*** Supplied data ***
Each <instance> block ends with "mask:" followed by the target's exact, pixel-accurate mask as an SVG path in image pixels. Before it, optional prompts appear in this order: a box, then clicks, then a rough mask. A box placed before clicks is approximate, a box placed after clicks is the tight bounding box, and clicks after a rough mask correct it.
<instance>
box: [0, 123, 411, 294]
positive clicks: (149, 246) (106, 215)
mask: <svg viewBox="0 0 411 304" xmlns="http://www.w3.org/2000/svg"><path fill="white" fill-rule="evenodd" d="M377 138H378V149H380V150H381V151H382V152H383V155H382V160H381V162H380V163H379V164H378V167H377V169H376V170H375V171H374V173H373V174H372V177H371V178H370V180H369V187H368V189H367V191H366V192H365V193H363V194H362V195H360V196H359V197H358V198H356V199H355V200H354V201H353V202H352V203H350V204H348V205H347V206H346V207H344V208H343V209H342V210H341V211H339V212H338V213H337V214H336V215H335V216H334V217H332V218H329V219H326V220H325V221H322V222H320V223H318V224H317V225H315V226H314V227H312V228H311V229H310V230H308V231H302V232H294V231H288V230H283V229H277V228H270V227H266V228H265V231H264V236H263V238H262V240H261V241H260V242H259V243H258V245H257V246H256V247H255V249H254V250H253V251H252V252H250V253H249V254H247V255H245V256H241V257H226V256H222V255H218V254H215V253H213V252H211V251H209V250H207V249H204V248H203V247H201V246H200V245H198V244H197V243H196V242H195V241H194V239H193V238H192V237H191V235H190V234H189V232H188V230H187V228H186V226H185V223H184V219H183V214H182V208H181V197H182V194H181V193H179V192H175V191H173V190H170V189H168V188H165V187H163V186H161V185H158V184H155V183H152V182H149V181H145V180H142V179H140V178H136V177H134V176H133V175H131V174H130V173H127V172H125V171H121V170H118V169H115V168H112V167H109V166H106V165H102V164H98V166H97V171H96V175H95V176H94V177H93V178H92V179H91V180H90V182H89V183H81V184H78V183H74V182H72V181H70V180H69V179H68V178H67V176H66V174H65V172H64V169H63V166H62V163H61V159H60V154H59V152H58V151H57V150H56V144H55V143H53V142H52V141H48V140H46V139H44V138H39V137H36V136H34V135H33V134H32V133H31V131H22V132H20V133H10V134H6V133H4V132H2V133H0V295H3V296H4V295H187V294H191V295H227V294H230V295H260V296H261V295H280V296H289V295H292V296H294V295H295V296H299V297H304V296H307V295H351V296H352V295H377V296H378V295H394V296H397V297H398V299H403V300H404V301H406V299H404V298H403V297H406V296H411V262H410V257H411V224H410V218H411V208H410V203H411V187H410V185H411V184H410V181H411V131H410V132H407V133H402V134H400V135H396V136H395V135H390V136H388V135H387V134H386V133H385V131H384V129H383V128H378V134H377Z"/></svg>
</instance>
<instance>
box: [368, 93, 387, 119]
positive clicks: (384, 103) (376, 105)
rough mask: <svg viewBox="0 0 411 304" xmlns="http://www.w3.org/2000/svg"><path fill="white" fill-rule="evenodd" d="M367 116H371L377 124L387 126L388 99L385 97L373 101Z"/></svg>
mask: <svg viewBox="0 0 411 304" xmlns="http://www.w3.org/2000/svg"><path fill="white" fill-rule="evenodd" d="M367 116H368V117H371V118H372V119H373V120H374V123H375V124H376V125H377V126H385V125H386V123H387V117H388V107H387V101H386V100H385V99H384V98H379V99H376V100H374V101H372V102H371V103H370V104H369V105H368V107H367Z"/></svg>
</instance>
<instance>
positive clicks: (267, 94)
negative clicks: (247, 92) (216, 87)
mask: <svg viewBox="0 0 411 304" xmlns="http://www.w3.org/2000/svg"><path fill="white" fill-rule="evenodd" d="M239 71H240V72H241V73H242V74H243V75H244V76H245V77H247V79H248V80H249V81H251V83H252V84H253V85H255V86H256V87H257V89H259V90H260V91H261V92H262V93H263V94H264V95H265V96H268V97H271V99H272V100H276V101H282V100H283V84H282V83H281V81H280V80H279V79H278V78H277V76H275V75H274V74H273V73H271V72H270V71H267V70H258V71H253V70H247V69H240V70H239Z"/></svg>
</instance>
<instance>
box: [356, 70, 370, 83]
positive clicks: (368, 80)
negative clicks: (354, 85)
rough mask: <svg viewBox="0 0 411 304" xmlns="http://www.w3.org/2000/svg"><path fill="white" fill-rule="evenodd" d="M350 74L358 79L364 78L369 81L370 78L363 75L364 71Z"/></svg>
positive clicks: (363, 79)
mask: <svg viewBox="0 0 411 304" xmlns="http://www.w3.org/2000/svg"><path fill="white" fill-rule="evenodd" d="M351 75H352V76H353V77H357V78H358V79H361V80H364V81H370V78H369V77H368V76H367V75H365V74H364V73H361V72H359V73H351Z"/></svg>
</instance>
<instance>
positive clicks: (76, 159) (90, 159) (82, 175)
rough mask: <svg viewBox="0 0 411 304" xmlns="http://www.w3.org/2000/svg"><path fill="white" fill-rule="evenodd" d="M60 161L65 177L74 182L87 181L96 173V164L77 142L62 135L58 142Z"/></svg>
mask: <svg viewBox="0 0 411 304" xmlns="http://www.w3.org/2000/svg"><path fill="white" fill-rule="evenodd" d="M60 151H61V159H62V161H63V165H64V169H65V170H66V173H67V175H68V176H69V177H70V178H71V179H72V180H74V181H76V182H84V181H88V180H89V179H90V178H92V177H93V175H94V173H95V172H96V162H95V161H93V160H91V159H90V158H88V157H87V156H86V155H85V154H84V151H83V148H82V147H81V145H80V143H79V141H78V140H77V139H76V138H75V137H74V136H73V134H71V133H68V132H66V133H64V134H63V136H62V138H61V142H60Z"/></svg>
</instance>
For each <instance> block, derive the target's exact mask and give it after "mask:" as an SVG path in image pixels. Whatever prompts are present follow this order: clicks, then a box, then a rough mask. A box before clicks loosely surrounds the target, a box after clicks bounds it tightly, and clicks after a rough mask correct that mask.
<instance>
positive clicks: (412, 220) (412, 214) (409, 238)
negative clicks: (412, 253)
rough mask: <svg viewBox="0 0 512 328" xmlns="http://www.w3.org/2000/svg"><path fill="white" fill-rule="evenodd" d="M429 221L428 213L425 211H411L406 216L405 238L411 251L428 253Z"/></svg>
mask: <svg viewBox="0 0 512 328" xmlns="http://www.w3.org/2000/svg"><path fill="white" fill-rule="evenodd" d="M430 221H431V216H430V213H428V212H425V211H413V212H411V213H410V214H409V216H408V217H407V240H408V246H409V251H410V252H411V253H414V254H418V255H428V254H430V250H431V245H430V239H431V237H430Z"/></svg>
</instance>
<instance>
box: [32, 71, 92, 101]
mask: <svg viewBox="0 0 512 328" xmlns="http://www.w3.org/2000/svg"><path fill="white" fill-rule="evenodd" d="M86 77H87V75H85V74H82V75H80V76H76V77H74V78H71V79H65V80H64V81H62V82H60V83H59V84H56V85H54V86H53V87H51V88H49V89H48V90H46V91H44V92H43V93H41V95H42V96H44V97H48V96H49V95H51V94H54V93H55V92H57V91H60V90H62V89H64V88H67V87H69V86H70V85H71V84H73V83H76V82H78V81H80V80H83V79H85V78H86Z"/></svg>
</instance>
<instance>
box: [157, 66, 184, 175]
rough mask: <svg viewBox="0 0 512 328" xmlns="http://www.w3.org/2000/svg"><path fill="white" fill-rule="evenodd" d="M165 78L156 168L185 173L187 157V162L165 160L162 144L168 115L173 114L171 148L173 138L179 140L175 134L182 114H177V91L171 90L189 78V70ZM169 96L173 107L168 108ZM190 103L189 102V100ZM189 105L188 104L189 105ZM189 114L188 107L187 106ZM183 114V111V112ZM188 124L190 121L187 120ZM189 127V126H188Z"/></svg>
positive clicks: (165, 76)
*** End of Supplied data ***
Arrange every line of the rows above as a Markdown table with the columns "No." and "Line", numbering the lines in order and leaving out blank ones.

| No. | Line |
|---|---|
| 1 | Each <instance> block ends with "mask:" followed by the target's exact, pixel-accurate mask as an SVG path in image pixels. Before it, optional prompts appear in this order: a box, then clicks, then a rough mask. A box placed before clicks is approximate, a box placed after clicks is the tight bounding box, and clicks after a rough mask correct it. |
| 2 | <instance> |
| 3 | box: [0, 123, 411, 294] |
| 4 | positive clicks: (149, 246) (106, 215) |
| 5 | mask: <svg viewBox="0 0 411 304" xmlns="http://www.w3.org/2000/svg"><path fill="white" fill-rule="evenodd" d="M377 138H378V149H380V150H381V151H382V152H383V155H382V160H381V162H380V163H379V164H378V167H377V169H376V170H375V171H374V173H373V174H372V177H371V178H370V180H369V187H368V189H367V191H366V192H365V193H363V194H362V195H360V196H359V197H358V198H356V199H355V200H354V201H353V202H352V203H350V204H348V205H347V206H346V207H344V208H343V209H342V210H341V211H339V212H338V213H337V214H336V215H335V216H334V217H332V218H329V219H326V220H325V221H322V222H320V223H318V224H317V225H315V226H314V227H312V228H311V229H310V230H308V231H302V232H294V231H288V230H283V229H277V228H270V227H266V228H265V231H264V236H263V238H262V240H261V241H260V242H259V243H258V245H257V246H256V247H255V249H254V250H253V251H252V252H250V253H249V254H247V255H245V256H241V257H226V256H222V255H218V254H215V253H213V252H211V251H209V250H207V249H204V248H203V247H201V246H200V245H198V244H197V243H196V242H195V241H194V239H193V238H192V237H191V235H190V234H189V232H188V230H187V228H186V226H185V223H184V219H183V214H182V208H181V197H182V194H181V193H179V192H175V191H173V190H170V189H168V188H165V187H163V186H161V185H158V184H155V183H152V182H149V181H145V180H142V179H140V178H136V177H134V176H133V175H131V174H130V173H127V172H125V171H121V170H118V169H115V168H112V167H109V166H106V165H102V164H98V166H97V171H96V175H95V176H94V177H93V178H92V179H91V180H90V182H89V183H81V184H78V183H74V182H72V181H70V180H69V179H68V178H67V176H66V174H65V172H64V169H63V166H62V163H61V159H60V154H59V152H58V151H57V150H56V144H55V143H53V142H52V141H48V140H46V139H44V138H39V137H36V136H34V135H33V134H32V133H31V131H22V132H20V133H10V134H6V133H4V132H2V133H0V295H3V296H4V295H187V294H191V295H227V294H230V295H260V296H261V295H280V296H289V295H292V296H294V295H295V296H299V297H304V296H307V295H351V296H352V295H377V296H378V295H394V296H397V297H398V299H403V300H404V301H406V299H404V298H403V297H406V296H411V262H410V257H411V224H410V218H411V208H410V203H411V187H410V185H411V184H410V181H411V131H410V132H407V133H402V134H400V135H396V136H395V135H390V136H388V135H387V134H386V133H385V131H384V129H383V128H378V134H377Z"/></svg> |
| 6 | </instance> |
| 7 | <instance> |
| 8 | box: [368, 93, 387, 119] |
| 9 | positive clicks: (384, 103) (376, 105) |
| 10 | rough mask: <svg viewBox="0 0 411 304" xmlns="http://www.w3.org/2000/svg"><path fill="white" fill-rule="evenodd" d="M367 116H371L377 124L387 126L388 99L385 97L373 101Z"/></svg> |
| 11 | mask: <svg viewBox="0 0 411 304" xmlns="http://www.w3.org/2000/svg"><path fill="white" fill-rule="evenodd" d="M367 116H368V117H371V118H372V119H373V120H374V123H375V124H376V125H377V126H385V125H386V123H387V117H388V107H387V101H386V100H385V99H384V98H379V99H376V100H374V101H372V102H371V103H370V104H369V105H368V107H367Z"/></svg> |
| 12 | </instance> |
| 13 | <instance> |
| 14 | positive clicks: (267, 94) |
| 15 | negative clicks: (247, 92) (216, 87) |
| 16 | mask: <svg viewBox="0 0 411 304" xmlns="http://www.w3.org/2000/svg"><path fill="white" fill-rule="evenodd" d="M239 71H240V72H241V73H242V74H243V75H244V76H245V77H247V79H248V80H249V81H251V83H252V84H253V85H255V86H256V87H257V89H259V90H260V91H261V92H262V93H263V94H264V95H265V96H268V97H271V99H272V100H276V101H282V100H283V84H282V83H281V81H280V80H279V79H278V78H277V76H275V75H274V74H273V73H271V72H270V71H267V70H258V71H253V70H247V69H240V70H239Z"/></svg> |
| 17 | </instance> |
| 18 | <instance> |
| 19 | box: [356, 70, 370, 83] |
| 20 | positive clicks: (368, 80) |
| 21 | negative clicks: (354, 85) |
| 22 | rough mask: <svg viewBox="0 0 411 304" xmlns="http://www.w3.org/2000/svg"><path fill="white" fill-rule="evenodd" d="M350 74L358 79L364 78L369 81L370 78L363 75L364 71Z"/></svg> |
| 23 | positive clicks: (363, 79) |
| 24 | mask: <svg viewBox="0 0 411 304" xmlns="http://www.w3.org/2000/svg"><path fill="white" fill-rule="evenodd" d="M351 75H352V76H353V77H357V78H358V79H361V80H364V81H370V78H369V77H368V76H367V75H365V74H364V73H361V72H359V73H351Z"/></svg> |
| 25 | </instance> |
| 26 | <instance> |
| 27 | positive clicks: (76, 159) (90, 159) (82, 175) |
| 28 | rough mask: <svg viewBox="0 0 411 304" xmlns="http://www.w3.org/2000/svg"><path fill="white" fill-rule="evenodd" d="M60 161L65 177L74 182L87 181L96 173V164L77 142L62 135L58 142Z"/></svg> |
| 29 | mask: <svg viewBox="0 0 411 304" xmlns="http://www.w3.org/2000/svg"><path fill="white" fill-rule="evenodd" d="M60 151H61V159H62V161H63V165H64V169H65V170H66V173H67V175H68V176H69V177H70V178H71V179H72V180H74V181H76V182H84V181H88V180H89V179H90V178H92V177H93V175H94V173H95V172H96V162H95V161H93V160H91V159H90V158H88V157H87V156H86V155H85V154H84V151H83V148H82V147H81V145H80V143H79V141H78V140H77V139H76V138H75V137H74V136H73V134H71V133H68V132H66V133H64V134H63V136H62V138H61V142H60Z"/></svg> |
| 30 | </instance> |
| 31 | For each <instance> block, derive the target's exact mask and give it after "mask:" as an SVG path in image pixels. Whatever prompts are present follow this order: clicks, then a box, then a rough mask. A box before clicks loosely surrounds the target, a box after clicks bounds it tightly, and clicks after a rough mask correct that mask. |
| 32 | <instance> |
| 33 | positive clicks: (412, 220) (412, 214) (409, 238) |
| 34 | negative clicks: (412, 253) |
| 35 | rough mask: <svg viewBox="0 0 512 328" xmlns="http://www.w3.org/2000/svg"><path fill="white" fill-rule="evenodd" d="M429 221L428 213L425 211H411L406 216L405 238L411 251L428 253Z"/></svg> |
| 36 | mask: <svg viewBox="0 0 512 328" xmlns="http://www.w3.org/2000/svg"><path fill="white" fill-rule="evenodd" d="M430 221H431V216H430V213H428V212H425V211H413V212H411V213H410V214H409V216H408V217H407V240H408V246H409V251H410V252H411V253H414V254H418V255H428V254H430V250H431V245H430V239H431V237H430Z"/></svg> |
| 37 | </instance> |
| 38 | <instance> |
| 39 | box: [32, 71, 92, 101] |
| 40 | mask: <svg viewBox="0 0 512 328" xmlns="http://www.w3.org/2000/svg"><path fill="white" fill-rule="evenodd" d="M86 77H87V75H85V74H82V75H80V76H76V77H74V78H71V79H65V80H64V81H62V82H60V83H59V84H56V85H54V86H53V87H51V88H49V89H48V90H46V91H44V92H43V93H41V95H42V96H44V97H48V96H49V95H51V94H54V93H55V92H57V91H60V90H62V89H64V88H67V87H69V86H70V85H71V84H73V83H76V82H78V81H80V80H83V79H85V78H86Z"/></svg> |
| 41 | </instance> |
| 42 | <instance> |
| 43 | box: [157, 66, 184, 175] |
| 44 | rough mask: <svg viewBox="0 0 512 328" xmlns="http://www.w3.org/2000/svg"><path fill="white" fill-rule="evenodd" d="M165 78L156 168L185 173L187 157V162L165 160L162 144L168 115L173 114L171 148L173 138L179 140L175 134L182 114H177V91L171 90L189 78V70ZM169 96L173 107L168 108ZM190 103L189 102V100ZM189 105L188 104L189 105ZM189 114L188 107L187 106ZM183 114V111V112ZM188 124L190 121L187 120ZM189 127V126H188Z"/></svg> |
| 45 | positive clicks: (165, 76) |